Embodiments described herein may be entirely hardware, entirely software or including both hardware and software elements. In a preferred embodiment, the present invention is implemented in software, which includes but is not limited to firmware, resident software, microcode, etc.

Embodiments may include a computer program product accessible from a computer-usable or computer-readable medium providing program code for use by or in connection with a computer or any instruction execution system. A computer-usable or computer readable medium may include any apparatus that stores, communicates, propagates, or transports the program for use by or in connection with the instruction execution system, apparatus, or device. The medium can be magnetic, optical, electronic, electromagnetic, infrared, or semiconductor system (or apparatus or device) or a propagation medium. The medium may include a computer-readable medium such as a semiconductor or solid state memory, magnetic tape, a removable computer diskette, a random access memory (RAM), a read-only memory (ROM), a rigid magnetic disk and an optical disk, etc.

Referring now to the drawings in which like numerals represent the same or similar elements and initially to FIG. 1, a training and diagnosis block/flow diagram is illustratively shown. In block 101, a design for a semiconductor chip, circuit or other hierarchical design is provided. If the design is large, then the design is divided into sub-circuits (sub-components), e.g., according to the structure of an output compactor or based on other structure design features, in block 120. The design or sub-circuit is divided into smaller sub-regions, in a partitioning step 102. The partitioning may be performed in accordance with rules or constraints or in accordance with the design (sub-circuit) structure, e.g., fanout free regions. Each sub-region is defined as a class for training. In block 103, a class (sub-region) partitioning design results.

Dividing 120 the design into sub-components (sub-circuits) is different from partitioning 102 into sub-regions. A sub-region is defined as a class for training. Each sub-component/sub-circuit includes many sub-regions. The design is divided into sub-components to reduce memory usage and run time, e.g., if generating decision functions for the entire design needs too much memory space and evaluating all decision functions will take a long diagnosis time. By dividing 120 the design into sub-components (this is a hierarchical approach), we do not have to evaluate all decision functions or generate decision functions for all sub-regions (classes) in the design.

In block 104, several faults are injected into the sub-regions. Output responses from each fault injected design are collected to generate training data 105 for each sub-circuit (subckti). In block 106, training is performed separately with training data for each sub-circuit (subckti) and results of training are saved into a file in block 107. If the design was divided in sub-circuits, training results of each sub-circuit are saved into a separate file in block 107. The training includes assigning a decision function to each sub-region using machine learning, as will be described in greater detail below. The file 107 will be employed in a diagnosis flow. In block 123, a check to determine whether all sub-circuits have been processed is made. If all have been processed the training portion terminates. Otherwise, the training process continues with the next sub-circuit.

### [Work to complete]
A. Transcribe the part of the chip-design passage that begins with the words "In block 104, several" and ends with "the next sub-circuit.".
B. Extend the chip-design passage with the next part, starting after its final sentence.

### [Data supplied]

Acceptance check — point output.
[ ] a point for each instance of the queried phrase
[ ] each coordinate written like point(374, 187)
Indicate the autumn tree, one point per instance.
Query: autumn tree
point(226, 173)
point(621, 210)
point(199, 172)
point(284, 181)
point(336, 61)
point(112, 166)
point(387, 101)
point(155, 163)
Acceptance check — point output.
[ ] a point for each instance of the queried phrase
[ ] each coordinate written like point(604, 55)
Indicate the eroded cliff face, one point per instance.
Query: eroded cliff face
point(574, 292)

* * *

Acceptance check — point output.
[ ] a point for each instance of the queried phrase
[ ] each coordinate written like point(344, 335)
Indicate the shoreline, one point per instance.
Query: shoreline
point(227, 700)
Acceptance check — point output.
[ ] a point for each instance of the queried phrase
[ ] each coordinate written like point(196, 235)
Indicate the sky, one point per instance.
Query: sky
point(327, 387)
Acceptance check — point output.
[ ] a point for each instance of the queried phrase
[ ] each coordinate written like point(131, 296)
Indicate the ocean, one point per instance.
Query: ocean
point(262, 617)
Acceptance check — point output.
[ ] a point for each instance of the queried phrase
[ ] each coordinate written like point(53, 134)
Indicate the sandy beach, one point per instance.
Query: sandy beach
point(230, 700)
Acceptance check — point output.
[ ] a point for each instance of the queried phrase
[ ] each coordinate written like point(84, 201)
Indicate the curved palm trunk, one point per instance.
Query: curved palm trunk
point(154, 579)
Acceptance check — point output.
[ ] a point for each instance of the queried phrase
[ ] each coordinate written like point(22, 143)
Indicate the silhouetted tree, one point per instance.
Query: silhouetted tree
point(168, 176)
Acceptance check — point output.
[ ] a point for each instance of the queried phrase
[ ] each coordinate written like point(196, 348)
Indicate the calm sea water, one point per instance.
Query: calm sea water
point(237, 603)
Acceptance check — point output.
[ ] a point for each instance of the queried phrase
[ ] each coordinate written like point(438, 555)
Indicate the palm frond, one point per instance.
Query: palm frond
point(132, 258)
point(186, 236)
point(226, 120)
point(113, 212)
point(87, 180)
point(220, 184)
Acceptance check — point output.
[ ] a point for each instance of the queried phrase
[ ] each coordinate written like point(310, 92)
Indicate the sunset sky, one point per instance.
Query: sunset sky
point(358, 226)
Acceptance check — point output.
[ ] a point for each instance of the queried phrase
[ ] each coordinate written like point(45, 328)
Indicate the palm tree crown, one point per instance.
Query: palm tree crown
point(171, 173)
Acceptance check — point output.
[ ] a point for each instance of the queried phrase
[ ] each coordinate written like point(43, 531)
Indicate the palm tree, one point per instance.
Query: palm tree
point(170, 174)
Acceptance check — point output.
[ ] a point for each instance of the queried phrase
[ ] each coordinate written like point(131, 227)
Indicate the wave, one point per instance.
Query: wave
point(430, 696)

### [Task-by-task answers]
A.
In block 104, several faults are injected into the sub-regions. Output responses from each fault injected design are collected to generate training data 105 for each sub-circuit (subckti). In block 106, training is performed separately with training data for each sub-circuit (subckti) and results of training are saved into a file in block 107. If the design was divided in sub-circuits, training results of each sub-circuit are saved into a separate file in block 107. The training includes assigning a decision function to each sub-region using machine learning, as will be described in greater detail below. The file 107 will be employed in a diagnosis flow. In block 123, a check to determine whether all sub-circuits have been processed is made. If all have been processed the training portion terminates. Otherwise, the training process continues with the next sub-circuit.

B.
The diagnosis flow includes providing a device under test (DUT) in block 108, which may include a semiconductor chip, or similar circuit or device. A set of test patterns is applied to the device under test (DUT) 108 in block 109. Output responses from the DUT 108 are stored in block 110. If the DUT fails a test pattern in block 114, sub-circuits/sub-components are found/selected that produce errors in block 122, and a classification diagnosis is conducted by loading training results for the sub-circuits that produced errors (from block 107) and decision functions are evaluated in block 111 to determine the defect sub-regions of the sub-circuit. The defect sub-regions (e.g., fanout free regions) are found, e.g., by selecting the class (sub-region) whose decision function returns the largest value in block 112. Statistics on defect trends are collected from all diagnosis results in block 113.

In accordance with the machine learning based diagnosis, several techniques are employed for efficient training. Raw output responses produced by faulty designs are transformed for fault type independent diagnosis, and faults are injected into sub-regions (e.g., fanout free regions). Due to the special characteristic of fanout free regions, faults injected into the same fanout region produce similar behavior (captured into common scan cells).

To cope with memory blowup, which may occur in large designs, the design is partitioned or divided into smaller sub-circuits according to a compactor structure (scan slices) or other criteria (see block 120). Advantageously, machine learning is employed for volume diagnosis of semiconductor defects. Machine learning replaces the time consuming and obscure (due to loss of information caused by test data compression) diagnosis procedures. The diagnosis procedure in accordance with the present principles includes evaluating decision functions.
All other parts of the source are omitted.